Transcribe all the lines below exactly. Omit the pictures.
(SUPPLIED RECORDS begins)
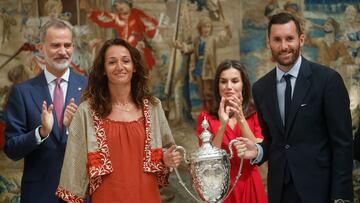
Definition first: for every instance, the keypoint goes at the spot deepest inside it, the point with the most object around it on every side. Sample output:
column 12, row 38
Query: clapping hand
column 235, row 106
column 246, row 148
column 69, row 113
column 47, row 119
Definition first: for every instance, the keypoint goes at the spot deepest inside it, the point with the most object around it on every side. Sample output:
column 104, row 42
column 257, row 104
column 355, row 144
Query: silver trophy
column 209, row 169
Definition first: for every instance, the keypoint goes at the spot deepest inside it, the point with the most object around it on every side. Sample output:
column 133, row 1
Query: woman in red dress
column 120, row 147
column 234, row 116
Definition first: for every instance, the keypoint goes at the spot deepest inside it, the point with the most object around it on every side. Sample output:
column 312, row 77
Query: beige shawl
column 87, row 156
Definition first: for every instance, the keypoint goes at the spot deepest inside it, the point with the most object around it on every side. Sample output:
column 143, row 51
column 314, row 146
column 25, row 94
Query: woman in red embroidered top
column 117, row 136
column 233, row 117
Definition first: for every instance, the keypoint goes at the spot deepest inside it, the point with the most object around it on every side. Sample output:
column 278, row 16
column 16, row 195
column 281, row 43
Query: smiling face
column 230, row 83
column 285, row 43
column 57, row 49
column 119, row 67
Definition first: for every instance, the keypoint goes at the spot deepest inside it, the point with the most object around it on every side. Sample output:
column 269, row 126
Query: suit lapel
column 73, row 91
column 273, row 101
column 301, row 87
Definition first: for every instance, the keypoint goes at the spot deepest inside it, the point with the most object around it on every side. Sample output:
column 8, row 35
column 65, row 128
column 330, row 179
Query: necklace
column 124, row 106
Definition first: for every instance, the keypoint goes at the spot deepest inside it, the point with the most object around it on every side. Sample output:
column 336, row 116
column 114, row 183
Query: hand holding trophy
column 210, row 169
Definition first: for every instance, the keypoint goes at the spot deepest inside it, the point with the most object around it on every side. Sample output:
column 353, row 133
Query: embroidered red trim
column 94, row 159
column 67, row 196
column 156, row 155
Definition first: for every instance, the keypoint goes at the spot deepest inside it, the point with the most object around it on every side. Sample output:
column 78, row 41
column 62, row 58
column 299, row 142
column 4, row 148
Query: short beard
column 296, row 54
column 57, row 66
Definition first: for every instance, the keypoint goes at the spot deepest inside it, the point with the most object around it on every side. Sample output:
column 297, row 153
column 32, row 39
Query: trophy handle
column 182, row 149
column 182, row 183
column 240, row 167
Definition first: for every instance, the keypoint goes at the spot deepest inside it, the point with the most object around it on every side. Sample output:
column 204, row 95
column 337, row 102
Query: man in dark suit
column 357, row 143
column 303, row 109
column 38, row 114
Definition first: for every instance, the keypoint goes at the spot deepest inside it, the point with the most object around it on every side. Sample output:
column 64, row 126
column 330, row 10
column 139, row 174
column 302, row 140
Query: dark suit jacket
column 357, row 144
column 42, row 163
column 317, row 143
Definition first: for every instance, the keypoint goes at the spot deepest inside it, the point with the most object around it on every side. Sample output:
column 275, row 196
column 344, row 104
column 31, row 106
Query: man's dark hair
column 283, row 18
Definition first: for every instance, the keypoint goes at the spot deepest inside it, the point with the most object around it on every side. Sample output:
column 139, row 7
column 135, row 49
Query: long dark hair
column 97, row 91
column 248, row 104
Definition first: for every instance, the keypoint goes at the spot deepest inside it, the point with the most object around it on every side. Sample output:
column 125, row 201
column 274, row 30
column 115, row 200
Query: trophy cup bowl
(SUPPLIED RECORDS ends)
[WRITTEN SOLUTION]
Definition first: for every instance, the keypoint goes at the spot deepest inside it, the point with the most object around it on every side. Sample output:
column 12, row 38
Query: clapping hand
column 235, row 106
column 246, row 148
column 69, row 113
column 47, row 119
Definition first: for every instance, the keypoint goes at the spot deepest inside it, the point with the most object around it on every side. Sample output:
column 104, row 42
column 257, row 104
column 355, row 144
Query: silver trophy
column 209, row 169
Definition first: for every instance, the keypoint goes at the spot deepest inside it, the point with the most object around it on every side. Sample output:
column 133, row 1
Query: woman in red dress
column 120, row 147
column 234, row 116
Definition first: for every instance, the keypoint goes at the spot deepest inside it, the point with the most object around it on every side. Sample output:
column 312, row 77
Query: beige shawl
column 87, row 156
Definition first: for every instance, the keypoint goes at the spot deepest inside it, the point with the most object around it on every side. Sample output:
column 143, row 51
column 314, row 146
column 25, row 94
Query: woman in red embroidered top
column 117, row 136
column 233, row 117
Definition first: for every instance, the keypoint goes at the spot deepest inside it, the point with the most object around it on every side. Sample output:
column 278, row 16
column 16, row 195
column 281, row 43
Query: smiling face
column 230, row 83
column 285, row 43
column 57, row 49
column 119, row 67
Definition first: for every instance, the keypoint goes at the spot deepest inside it, the point with the most object around it on every side. Sample output:
column 269, row 126
Query: suit lapel
column 73, row 91
column 273, row 101
column 301, row 87
Definition first: for every instance, the keypoint goes at the spot deepest inside it, the point with the most object around it on every side. Sample output:
column 8, row 35
column 65, row 128
column 330, row 179
Query: necklace
column 124, row 106
Definition first: for every instance, the keypoint goes at the spot deepest inside it, the point with the most object around it on every side. Sample output:
column 336, row 116
column 114, row 183
Query: hand holding trophy
column 210, row 169
Definition first: for every instance, the keypoint goes at the spot deepest inside it, the point with the most object around it on every side. Sample output:
column 353, row 133
Query: embroidered red trim
column 94, row 159
column 67, row 196
column 156, row 155
Definition first: for every instance, the keypoint goes at the spot deepest inside it, the point with the most object around it on every side. Sample output:
column 78, row 41
column 62, row 58
column 299, row 142
column 4, row 148
Query: short beard
column 296, row 54
column 57, row 66
Definition first: for every instance, the keypoint goes at the spot deepest inside it, the point with the most object around it on every side. Sample output:
column 297, row 153
column 32, row 39
Query: trophy handle
column 182, row 149
column 182, row 183
column 240, row 167
Definition first: for every instance, the keypoint goes at the spot deepest inside it, the point with the most object around it on every side. Sample output:
column 204, row 95
column 337, row 102
Query: man in dark suit
column 357, row 143
column 303, row 109
column 38, row 114
Definition first: for every instance, the keypoint goes at the spot deepest inside it, the point with the most object around it on every side. Sample output:
column 64, row 126
column 330, row 10
column 139, row 174
column 302, row 140
Query: dark suit jacket
column 357, row 144
column 42, row 163
column 317, row 143
Definition first: for every instance, the keypoint goes at the spot deepest inside it, the point with the most object around it on every side. Sample output:
column 275, row 196
column 344, row 104
column 31, row 106
Query: man's dark hair
column 283, row 18
Definition first: for every instance, the keypoint goes at the spot deepest inside it, the point with the most object around it on every side. Sample output:
column 139, row 7
column 135, row 49
Query: long dark hair
column 97, row 91
column 248, row 104
Definition first: for every instance, the keypoint goes at the spot deepest inside it, the point with the most object around it on every side. Sample output:
column 125, row 201
column 274, row 30
column 115, row 200
Query: trophy cup bowl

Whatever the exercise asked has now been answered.